**DOKUMEN:**
____

Selama ini dari sumber mana anda mengambil dan mengamalkan agama Islam? Sebuah pertanyaan penting. Perhatikan kenyataan di masyarakat kita! Ada sebagian orang yang hanya mengikuti hal-hal yang ringan dan yang gampang saja, mereka bergembira dengan fatwa-fatwa yang cocok dengan seleranya. Bahkan sebagian mereka jika mendengar fatwa yang cocok dengan hawa nafsunya langsung bergembira dan memuji sang Mufti setinggi langit, “Ini Syaikh benar-benar alim, ini Syaikh yang paham terhadap waqi’ (kondisi), dialah obat penawar bagi kaum muslimin dan lain sebagainya.”

Dia katakan demikian fatwa itu, meskipun isinya bertentangan dengan Kitabullah dan Sunnah, atau merupakan pembodohan terhadap umat, yang termasuk bentuk meremehkan nash-nash syari’at, atau siasat untuk memilih pendapat yang enteng dan lemah belaka. Pokoknya menurut mereka namanya fatwa, ya fatwa.

Padahal Allah subhanahu wata’ala pada hari Kiamat nanti akan bertanya dengan sebuah pertanyaan,
“Dan (ingatlah) hari (di waktu) Allah menyeru mereka, seraya berkata, “Apakah jawabanmu kepada para rasul?” (QS. Al-Qashas: 65)

____

**TUGAS 1:**
Jawablah berdasarkan teks tentang fatwa:
(a) Apa yang langsung dilakukan sebagian orang ketika mendengar fatwa yang cocok dengan hawa nafsunya?
(b) Pertanyaan apa yang akan diajukan Allah pada hari Kiamat menurut ayat yang dikutip?
(c) Dari surat dan ayat mana kutipan itu diambil?
Teks tentang fatwa ini tidak berhubungan dengan baris-baris yang menyusul.

**BARIS YANG TERSEDIA:**

____

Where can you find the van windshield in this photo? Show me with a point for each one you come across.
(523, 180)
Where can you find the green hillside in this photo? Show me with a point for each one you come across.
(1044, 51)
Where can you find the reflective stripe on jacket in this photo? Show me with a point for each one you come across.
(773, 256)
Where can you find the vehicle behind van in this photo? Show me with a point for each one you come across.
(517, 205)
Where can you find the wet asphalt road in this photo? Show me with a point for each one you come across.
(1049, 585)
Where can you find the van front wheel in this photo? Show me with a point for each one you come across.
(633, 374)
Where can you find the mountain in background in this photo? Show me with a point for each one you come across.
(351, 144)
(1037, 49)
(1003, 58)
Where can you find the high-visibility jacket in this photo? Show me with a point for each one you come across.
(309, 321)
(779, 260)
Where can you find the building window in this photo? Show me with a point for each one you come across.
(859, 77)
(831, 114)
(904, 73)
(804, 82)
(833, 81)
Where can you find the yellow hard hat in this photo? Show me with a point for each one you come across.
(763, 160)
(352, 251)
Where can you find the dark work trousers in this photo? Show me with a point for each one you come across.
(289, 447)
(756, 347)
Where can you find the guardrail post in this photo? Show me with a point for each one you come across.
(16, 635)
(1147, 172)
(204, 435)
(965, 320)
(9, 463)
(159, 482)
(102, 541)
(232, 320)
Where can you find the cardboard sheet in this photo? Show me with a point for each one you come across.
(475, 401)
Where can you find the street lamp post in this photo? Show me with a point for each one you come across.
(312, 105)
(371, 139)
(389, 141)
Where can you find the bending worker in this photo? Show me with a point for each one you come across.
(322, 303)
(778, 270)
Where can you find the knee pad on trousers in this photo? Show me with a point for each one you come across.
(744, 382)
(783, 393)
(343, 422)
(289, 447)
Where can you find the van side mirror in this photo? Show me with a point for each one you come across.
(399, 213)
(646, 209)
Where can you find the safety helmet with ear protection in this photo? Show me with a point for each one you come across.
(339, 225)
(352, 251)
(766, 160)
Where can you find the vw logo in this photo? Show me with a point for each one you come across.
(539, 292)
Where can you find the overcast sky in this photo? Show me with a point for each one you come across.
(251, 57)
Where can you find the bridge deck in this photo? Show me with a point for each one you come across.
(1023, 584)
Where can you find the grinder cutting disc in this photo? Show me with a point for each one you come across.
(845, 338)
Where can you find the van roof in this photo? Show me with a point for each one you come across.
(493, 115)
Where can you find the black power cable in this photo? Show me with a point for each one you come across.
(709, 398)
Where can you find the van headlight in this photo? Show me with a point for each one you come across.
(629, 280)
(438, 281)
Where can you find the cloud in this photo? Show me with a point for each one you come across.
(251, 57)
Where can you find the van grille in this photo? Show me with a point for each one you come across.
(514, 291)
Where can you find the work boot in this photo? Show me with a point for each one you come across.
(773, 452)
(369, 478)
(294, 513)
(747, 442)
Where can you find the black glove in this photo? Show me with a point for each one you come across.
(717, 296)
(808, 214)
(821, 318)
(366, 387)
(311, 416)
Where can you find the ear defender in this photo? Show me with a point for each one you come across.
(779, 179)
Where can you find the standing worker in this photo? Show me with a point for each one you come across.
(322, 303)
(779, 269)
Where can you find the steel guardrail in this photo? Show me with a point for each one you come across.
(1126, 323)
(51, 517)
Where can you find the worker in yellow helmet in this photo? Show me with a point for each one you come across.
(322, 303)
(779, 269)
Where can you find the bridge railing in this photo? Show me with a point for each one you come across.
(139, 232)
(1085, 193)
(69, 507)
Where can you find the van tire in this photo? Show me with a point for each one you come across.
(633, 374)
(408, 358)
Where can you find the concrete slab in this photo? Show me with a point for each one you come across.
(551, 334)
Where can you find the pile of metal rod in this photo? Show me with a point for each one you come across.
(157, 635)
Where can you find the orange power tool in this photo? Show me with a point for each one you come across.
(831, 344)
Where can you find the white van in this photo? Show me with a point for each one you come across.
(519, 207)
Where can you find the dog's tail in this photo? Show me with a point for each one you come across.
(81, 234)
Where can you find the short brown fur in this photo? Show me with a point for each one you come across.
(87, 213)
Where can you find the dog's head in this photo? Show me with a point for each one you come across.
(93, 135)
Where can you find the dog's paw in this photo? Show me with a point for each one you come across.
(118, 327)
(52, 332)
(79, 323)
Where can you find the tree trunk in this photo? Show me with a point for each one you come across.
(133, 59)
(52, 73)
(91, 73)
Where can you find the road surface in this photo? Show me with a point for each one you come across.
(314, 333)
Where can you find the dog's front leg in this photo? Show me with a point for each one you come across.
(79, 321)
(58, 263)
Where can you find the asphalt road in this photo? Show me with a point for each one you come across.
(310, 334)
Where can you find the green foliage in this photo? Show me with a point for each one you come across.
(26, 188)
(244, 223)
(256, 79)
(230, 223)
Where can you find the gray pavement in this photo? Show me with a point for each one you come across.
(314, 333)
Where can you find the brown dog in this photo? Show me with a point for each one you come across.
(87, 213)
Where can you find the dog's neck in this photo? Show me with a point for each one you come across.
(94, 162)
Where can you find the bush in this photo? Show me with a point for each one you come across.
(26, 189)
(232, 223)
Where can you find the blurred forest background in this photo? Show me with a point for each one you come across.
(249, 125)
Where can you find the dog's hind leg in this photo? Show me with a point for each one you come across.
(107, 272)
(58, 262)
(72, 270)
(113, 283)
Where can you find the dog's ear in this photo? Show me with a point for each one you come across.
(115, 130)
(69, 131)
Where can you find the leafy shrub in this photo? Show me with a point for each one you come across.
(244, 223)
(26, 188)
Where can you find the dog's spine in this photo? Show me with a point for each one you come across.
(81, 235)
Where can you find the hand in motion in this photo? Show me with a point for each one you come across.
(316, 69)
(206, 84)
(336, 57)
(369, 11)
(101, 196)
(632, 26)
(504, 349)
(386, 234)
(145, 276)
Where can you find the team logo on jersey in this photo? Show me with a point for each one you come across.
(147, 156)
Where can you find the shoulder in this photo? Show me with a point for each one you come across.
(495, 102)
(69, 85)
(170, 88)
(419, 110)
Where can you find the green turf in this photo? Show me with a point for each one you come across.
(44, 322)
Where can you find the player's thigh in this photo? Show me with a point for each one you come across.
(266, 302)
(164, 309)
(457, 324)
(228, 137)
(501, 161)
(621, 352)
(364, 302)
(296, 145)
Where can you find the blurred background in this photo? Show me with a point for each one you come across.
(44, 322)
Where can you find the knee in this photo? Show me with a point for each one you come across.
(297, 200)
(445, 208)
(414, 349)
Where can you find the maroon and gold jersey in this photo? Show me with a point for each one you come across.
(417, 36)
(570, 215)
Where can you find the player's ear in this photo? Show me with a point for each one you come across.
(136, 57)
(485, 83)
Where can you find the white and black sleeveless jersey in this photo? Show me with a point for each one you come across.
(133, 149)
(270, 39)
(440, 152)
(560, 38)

____

**TUGAS 2:** Keluarkan ulang tanpa perubahan bagian baris-baris data yang dibuka oleh baris pertama data dan ditutup oleh baris yang memuat "(1049, 585)". Kedua batasnya ikut disertakan.

**PENYELESAIAN 1:**
(a) Mereka langsung bergembira dan memuji sang Mufti setinggi langit.
(b) "Apakah jawabanmu kepada para rasul?"
(c) QS. Al-Qashas: 65.

**PENYELESAIAN 2:**
Where can you find the van windshield in this photo? Show me with a point for each one you come across.
(523, 180)
Where can you find the green hillside in this photo? Show me with a point for each one you come across.
(1044, 51)
Where can you find the reflective stripe on jacket in this photo? Show me with a point for each one you come across.
(773, 256)
Where can you find the vehicle behind van in this photo? Show me with a point for each one you come across.
(517, 205)
Where can you find the wet asphalt road in this photo? Show me with a point for each one you come across.
(1049, 585)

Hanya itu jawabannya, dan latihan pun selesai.